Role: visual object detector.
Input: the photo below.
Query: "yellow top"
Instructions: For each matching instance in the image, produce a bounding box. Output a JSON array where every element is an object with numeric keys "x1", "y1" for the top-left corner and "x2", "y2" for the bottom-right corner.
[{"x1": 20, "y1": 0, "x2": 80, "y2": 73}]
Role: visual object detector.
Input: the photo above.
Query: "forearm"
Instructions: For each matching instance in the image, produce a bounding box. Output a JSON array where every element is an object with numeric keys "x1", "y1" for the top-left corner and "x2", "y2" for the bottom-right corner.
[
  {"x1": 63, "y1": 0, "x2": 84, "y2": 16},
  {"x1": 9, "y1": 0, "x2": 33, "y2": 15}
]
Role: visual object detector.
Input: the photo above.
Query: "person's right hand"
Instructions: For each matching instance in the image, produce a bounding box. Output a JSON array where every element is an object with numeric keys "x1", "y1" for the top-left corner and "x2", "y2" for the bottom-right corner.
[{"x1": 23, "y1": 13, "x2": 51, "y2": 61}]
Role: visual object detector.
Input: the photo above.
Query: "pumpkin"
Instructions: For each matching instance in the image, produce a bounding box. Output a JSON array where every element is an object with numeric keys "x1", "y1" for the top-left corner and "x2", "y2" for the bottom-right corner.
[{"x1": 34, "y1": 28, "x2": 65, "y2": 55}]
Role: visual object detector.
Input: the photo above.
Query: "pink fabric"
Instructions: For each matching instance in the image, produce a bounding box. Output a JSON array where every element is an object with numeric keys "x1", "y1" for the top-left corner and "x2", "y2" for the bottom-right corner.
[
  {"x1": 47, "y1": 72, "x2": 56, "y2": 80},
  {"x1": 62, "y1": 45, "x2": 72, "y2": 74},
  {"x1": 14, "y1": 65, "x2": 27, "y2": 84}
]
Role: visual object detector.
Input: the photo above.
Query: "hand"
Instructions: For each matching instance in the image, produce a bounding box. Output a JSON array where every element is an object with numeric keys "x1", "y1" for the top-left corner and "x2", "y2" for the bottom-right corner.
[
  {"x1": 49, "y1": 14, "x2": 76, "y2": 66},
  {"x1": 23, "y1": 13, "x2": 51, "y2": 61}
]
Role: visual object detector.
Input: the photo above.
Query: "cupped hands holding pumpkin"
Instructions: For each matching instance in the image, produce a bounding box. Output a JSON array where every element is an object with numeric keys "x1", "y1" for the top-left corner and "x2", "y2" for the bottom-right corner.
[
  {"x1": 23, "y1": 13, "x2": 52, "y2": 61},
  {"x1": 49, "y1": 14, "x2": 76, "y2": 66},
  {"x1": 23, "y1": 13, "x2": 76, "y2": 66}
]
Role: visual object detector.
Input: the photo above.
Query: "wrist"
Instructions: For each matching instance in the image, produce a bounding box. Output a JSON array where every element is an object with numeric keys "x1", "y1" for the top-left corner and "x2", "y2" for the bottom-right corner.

══════

→ WRITTEN PROBLEM
Exactly reproduce every line of the records.

→ COMPLETE OUTPUT
Role: visual object detector.
Input: the photo below.
Query: "yellow top"
Instructions: For each matching instance in the image, produce a bounding box. Output a JSON array where every element is an object with numeric keys "x1", "y1" for the top-left corner and "x2", "y2" for the bottom-right corner.
[{"x1": 20, "y1": 0, "x2": 80, "y2": 73}]
Role: visual object detector.
Input: the photo above.
Query: "forearm"
Instructions: For each matching instance in the image, produce a bounding box. Output a JSON array where every element is an object with numeric keys "x1", "y1" for the top-left corner and "x2", "y2" for the bottom-right corner.
[
  {"x1": 63, "y1": 0, "x2": 84, "y2": 16},
  {"x1": 9, "y1": 0, "x2": 33, "y2": 15}
]
Role: visual object detector.
Input: the photo above.
Query: "person's right hand"
Instructions: For each matching instance in the image, produce a bounding box. Output a JSON array where every element is an object with numeric keys "x1", "y1" for the top-left corner and "x2", "y2" for the bottom-right corner.
[{"x1": 23, "y1": 13, "x2": 51, "y2": 61}]
Role: visual object detector.
Input: the photo above.
Query: "pumpkin"
Instructions: For each matching instance in the image, produce a bounding box. Output a JSON array where every element is an object with numeric keys "x1", "y1" for the top-left corner and "x2", "y2" for the bottom-right corner.
[{"x1": 34, "y1": 28, "x2": 65, "y2": 55}]
Role: visual object detector.
Input: the photo above.
Query: "pink fabric"
Instructions: For each matching instance in the image, produce a bounding box. Output a JSON array where every element is an object with numeric keys "x1", "y1" for the top-left corner and "x2", "y2" for the bottom-right corner.
[
  {"x1": 47, "y1": 72, "x2": 56, "y2": 80},
  {"x1": 62, "y1": 45, "x2": 72, "y2": 74},
  {"x1": 14, "y1": 65, "x2": 27, "y2": 84}
]
Role: visual object detector.
Input: the photo above.
Query: "hand"
Instructions: For each matching instance in the image, produce a bounding box. Output a JSON array where every element is an object with numeric keys "x1", "y1" for the top-left corner and "x2", "y2" for the bottom-right corner.
[
  {"x1": 49, "y1": 14, "x2": 76, "y2": 66},
  {"x1": 23, "y1": 13, "x2": 51, "y2": 61}
]
Role: visual object detector.
Input: the photo above.
Query: "cupped hands holding pumpkin"
Instructions: For each matching instance in the image, produce a bounding box. Output a JSON array where every element is an object with numeric keys "x1", "y1" for the top-left corner and "x2", "y2" for the bottom-right corner.
[
  {"x1": 23, "y1": 13, "x2": 52, "y2": 61},
  {"x1": 49, "y1": 14, "x2": 76, "y2": 66},
  {"x1": 23, "y1": 13, "x2": 76, "y2": 66}
]
Role: visual object detector.
Input: the photo above.
Query: "wrist"
Instructions: For each matching instance in the image, produce a bounding box. Output a JSON array where every element is an object with numeric keys "x1", "y1" for the top-left corner and "x2", "y2" for the bottom-right corner.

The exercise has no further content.